- EXTRAIT PRÉSENTÉ:
____________
Le nouveau nom d’Elena Ferrante

elena-ferrante-le-nouveau-nom-liseuses-de-bordeauxLe nouveau nom est le titre du second volume de la saga napolitaine d’Elena Ferrante, auteure italienne dont on ne sait pas grand chose si ce n’est qu’elle désire rester dans l’anonymat…

Nous avons déjà évoqué le premier tome de ce vaste récit intitulé L’amie prodigieuse. Pour rappel, ces romans peuvent se lire comme la chronique d’un quartier populaire de Naples dans la deuxième moitié du 20e siècle. Ils déroulent le quotidien de petites gens, ouvriers et artisans, confrontés aux problèmes de pauvreté et de promiscuité, dont la vie est réglée par les valeurs traditionnelles de la famille, soumise aux lois du patriarcat.

Sur deux décennies, l’histoire de l’Italie s’inscrit en toile de fond des devenirs individuels.

Cette fresque sociologique et politique est aussi un roman féministe : c’est en effet l’histoire de deux amies intimes qui sont nées et ont grandi dans le même quartier. Tout comme leurs mères avant elles, elles sont prises dans les rets de leur condition subalterne de femmes, de femmes pauvres, soumises d’une part à l’autorité des hommes, époux, père ou frère, prisonnières d’autre part des dures contraintes ménagères et de l’éducation des enfants.
____________
- DONNÉES FOURNIES:
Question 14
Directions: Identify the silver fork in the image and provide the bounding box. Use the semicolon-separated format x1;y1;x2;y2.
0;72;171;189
____________
- CONSIGNE: Poursuivez, s'il vous plaît, le texte sur la saga napolitaine d'Elena Ferrante en reprenant juste après sa dernière phrase.

- RÉSULTAT:
Au début de ce tome II, nous retrouvons Lila et Elena adolescentes. Lila, brillante et fantasque, a dû abandonner l’école sous la pression de son père. A seize ans, elle est déjà mariée à un riche épicier du quartier. Elena, encouragée par son institutrice, a intégré le lycée mais rencontre des difficultés dues à son origine plus que modeste. Toutes deux, filles intelligentes et lucides, essaieront, chacune à leur manière, de briser le déterminisme lié au sexe et au milieu.

Hélas, l’aisance n’apportera pas à Lila la liberté escomptée et son mariage est un échec. Son parcours est pavé de déceptions et de souffrances. Les moments de révolte seront suivis de bravades souvent autodestructrices. Elle cherchera à s’imposer dans ce milieu d’hommes imbus de leur pouvoir, pour certains d’authentiques mafieux, et pensera parfois y parvenir grâce à son culot et à son inventivité, mais au bout du compte ce sont sa beauté et sa jeunesse qu’elle va user, sans toutefois renoncer à sa vitalité et surtout à sa quête d’authenticité.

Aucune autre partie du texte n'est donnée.